## Cosa richiede:
Riprendi il brano sul gelato e sulle sue varianti ghiacciate, proseguendolo subito dopo la sua ultima frase.

## Blocco di testo:
::::::::::

Il gelato è uno degli alimenti che vanta più consensi,  accumunando  trasversalmente  età, classi sociali, luoghi e stagioni. Difficilmente infatti viene rifiutata l’offerta di un gelato. Ma il “favoloso dolce ghiacciato”, come lo chiamava ed ideava il Buontalenti nella Firenze rinascimentale, offre una gamma di sfumature, granite, ghiaccioli, creme e sorbetti, che meglio sia accordano con il gusto personale e di cui può capitare di confondere la definizione.

 

La granita

A ragione definita l’antenata del gelato, la granita è un composto semi-congelato preparato con una miscela di acqua e  zucchero, addizionata con succo di frutta o altro ingrediente come menta, mandorla o caffè. La sua consistenza deve essere a metà tra la cremosità del gelato e la granulosità del sorbetto dai quali si differenza anche perchè nel prodotto finale l’aria sarà completamente assente. Altro fattore discriminante tra i diversi dolci freddi è la quantità di zucchero. In generale, le granite devono contenerne poco, 25-35%., pena la trasformazione in sorbetto.

Nella preparazione è importante che la gelatura avvenga per gradi e in movimento, in modo che l’acqua non si separi sotto forma di cristalli di ghiaccio che rimangono privi dell’aroma zuccherato. Da qui l’uso della granitiera.

::::::::::

Esempi di etichettatura di punti:
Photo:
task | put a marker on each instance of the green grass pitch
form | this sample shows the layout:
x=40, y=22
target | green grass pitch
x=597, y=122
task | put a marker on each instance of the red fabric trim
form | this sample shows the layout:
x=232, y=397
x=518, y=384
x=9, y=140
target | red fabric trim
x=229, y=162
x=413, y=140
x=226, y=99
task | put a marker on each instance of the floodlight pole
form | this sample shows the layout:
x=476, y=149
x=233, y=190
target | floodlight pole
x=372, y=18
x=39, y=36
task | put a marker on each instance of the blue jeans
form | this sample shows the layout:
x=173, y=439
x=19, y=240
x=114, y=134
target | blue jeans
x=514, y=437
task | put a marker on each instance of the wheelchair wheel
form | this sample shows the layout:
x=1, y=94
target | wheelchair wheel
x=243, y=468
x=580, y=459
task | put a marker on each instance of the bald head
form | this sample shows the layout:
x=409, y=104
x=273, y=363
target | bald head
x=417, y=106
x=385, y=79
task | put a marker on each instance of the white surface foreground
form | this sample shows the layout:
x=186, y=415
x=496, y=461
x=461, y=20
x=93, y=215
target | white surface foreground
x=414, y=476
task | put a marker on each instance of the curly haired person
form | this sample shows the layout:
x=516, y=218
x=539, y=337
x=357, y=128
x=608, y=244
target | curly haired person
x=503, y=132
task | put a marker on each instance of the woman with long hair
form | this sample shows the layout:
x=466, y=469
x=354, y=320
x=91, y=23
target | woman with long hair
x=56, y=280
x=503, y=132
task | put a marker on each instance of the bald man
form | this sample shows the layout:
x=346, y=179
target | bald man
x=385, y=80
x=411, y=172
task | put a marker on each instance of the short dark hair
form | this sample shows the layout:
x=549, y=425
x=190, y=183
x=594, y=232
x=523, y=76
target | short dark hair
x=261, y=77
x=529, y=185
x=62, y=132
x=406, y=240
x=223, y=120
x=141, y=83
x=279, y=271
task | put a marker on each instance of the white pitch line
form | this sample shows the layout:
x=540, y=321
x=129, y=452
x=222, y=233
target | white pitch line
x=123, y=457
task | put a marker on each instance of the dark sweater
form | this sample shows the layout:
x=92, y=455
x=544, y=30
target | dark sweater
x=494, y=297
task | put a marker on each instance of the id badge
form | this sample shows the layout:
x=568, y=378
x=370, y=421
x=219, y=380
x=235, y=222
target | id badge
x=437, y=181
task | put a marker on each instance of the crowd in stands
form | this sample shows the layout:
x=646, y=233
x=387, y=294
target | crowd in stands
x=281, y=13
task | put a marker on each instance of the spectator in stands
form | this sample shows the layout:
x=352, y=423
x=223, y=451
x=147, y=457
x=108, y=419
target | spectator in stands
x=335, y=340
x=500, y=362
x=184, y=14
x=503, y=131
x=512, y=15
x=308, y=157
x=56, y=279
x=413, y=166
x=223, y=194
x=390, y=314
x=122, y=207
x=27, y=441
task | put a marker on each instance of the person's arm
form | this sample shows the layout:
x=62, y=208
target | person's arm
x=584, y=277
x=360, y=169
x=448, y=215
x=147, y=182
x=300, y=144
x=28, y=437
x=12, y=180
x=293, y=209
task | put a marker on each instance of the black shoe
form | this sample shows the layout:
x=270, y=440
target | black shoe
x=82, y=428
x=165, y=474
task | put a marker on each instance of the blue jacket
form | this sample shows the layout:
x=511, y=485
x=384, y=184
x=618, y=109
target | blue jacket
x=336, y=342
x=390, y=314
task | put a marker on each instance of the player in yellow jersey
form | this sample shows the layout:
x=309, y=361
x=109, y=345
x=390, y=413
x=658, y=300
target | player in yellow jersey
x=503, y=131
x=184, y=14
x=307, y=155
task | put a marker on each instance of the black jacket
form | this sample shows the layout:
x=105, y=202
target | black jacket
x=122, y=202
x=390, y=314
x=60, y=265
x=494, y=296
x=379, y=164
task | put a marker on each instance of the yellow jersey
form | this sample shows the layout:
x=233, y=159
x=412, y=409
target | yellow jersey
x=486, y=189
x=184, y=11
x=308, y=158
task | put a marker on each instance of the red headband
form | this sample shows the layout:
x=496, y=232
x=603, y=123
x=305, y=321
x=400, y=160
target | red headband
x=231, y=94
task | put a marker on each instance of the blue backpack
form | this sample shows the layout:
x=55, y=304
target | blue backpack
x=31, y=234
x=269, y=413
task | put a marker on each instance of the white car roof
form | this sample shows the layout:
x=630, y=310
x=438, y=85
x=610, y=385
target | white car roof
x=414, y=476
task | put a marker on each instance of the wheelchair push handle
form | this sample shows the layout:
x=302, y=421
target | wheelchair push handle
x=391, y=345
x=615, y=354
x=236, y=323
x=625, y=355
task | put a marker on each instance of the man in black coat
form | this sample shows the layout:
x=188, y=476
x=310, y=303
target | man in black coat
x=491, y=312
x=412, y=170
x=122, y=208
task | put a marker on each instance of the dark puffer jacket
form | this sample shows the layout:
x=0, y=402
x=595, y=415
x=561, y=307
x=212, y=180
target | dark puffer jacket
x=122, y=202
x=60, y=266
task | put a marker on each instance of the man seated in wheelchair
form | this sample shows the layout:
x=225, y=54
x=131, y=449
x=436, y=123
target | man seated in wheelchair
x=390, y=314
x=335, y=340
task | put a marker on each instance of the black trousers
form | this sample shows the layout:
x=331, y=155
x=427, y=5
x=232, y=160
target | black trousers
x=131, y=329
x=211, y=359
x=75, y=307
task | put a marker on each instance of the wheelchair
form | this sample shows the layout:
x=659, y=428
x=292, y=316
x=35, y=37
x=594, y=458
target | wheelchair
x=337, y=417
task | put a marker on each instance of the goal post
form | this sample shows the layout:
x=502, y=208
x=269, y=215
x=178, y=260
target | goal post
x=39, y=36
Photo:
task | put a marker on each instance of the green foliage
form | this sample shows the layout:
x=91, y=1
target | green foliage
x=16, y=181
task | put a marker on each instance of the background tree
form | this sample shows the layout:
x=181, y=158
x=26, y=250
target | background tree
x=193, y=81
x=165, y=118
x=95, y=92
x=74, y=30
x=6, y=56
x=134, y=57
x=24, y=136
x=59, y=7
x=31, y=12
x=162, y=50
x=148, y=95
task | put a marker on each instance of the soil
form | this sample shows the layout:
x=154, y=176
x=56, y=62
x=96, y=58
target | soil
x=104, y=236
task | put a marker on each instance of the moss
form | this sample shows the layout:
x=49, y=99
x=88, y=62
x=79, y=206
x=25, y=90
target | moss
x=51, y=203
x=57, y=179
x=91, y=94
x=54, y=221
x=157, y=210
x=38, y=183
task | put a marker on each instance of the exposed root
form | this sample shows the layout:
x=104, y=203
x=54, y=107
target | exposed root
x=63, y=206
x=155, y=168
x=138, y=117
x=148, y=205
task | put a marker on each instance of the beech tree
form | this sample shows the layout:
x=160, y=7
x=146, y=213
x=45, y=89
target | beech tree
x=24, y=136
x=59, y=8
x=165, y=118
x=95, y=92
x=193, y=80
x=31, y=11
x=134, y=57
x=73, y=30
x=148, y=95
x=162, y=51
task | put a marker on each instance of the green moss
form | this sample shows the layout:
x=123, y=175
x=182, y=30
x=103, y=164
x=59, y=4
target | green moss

::::::::::

## Risposta scritta:
Servita tradizionalmente in bicchieri di vetro trasparenti,  la granita viene anche consumata “da passeggio”, servita in bicchieri di plastica, cartone plastificato o polistirolo, con cannuccia e cucchiaino.

 

La granita in Sicilia

Luogo di origine e culto della granita è la Sicilia, dove gli Arabi importarono lo sherbet o sharbat, bevanda ghiacciata tipica del Medio Oriente aromatizzata di solito con petali di rosa, legno di sandalo, limone, arancia o ananas. Per la preparazione si usava la neve raccolta in inverno sull’Etna, sui monti Peloritani, Iblei o Nebrodi e conservata nelle nivieri, costruzioni in pietra erette sopra grotte naturali o appositamente costruite. In estate il ghiaccio veniva prelevato, grattato e aromatizzato con sciroppi di frutta o di fiori. Alcune famiglie nobili possedevano delle case con degli anfratti naturali per riparare la neve dal caldo ed evitare che si sciogliesse. In estate la neve veniva prelevata, compattata e solidificata, veniva poi grattata, posta in un bicchiere e ricoperta di sciroppo di frutta e fiori.

Nel corso del 1500, la ricetta dello sherbet venne perfezionata grazie alla scoperta che la neve, mista a sale marino, poteva essere usata per congelare le preparazioni, trasformandosi così da ingrediente a refrigerante. Si scoprì, infatti, che il sale era in grado di abbassare il punto di congelamento. Nacque dunque il pozzetto, un  secchiello di zinco all’interno di un tino di legno, che poteva essere girato con una manovella. All’interno del secchiello in zinco si inserivano gli ingredienti: acqua, zucchero o miele, succo di limone o caffè . La miscela veniva rimestata con un movimento rotatorio per evitare la formazione di cristalli di ghiaccio troppo grossi. Solo nel XX secolo, il pozzetto manuale è stato sostituito dalla gelatiera.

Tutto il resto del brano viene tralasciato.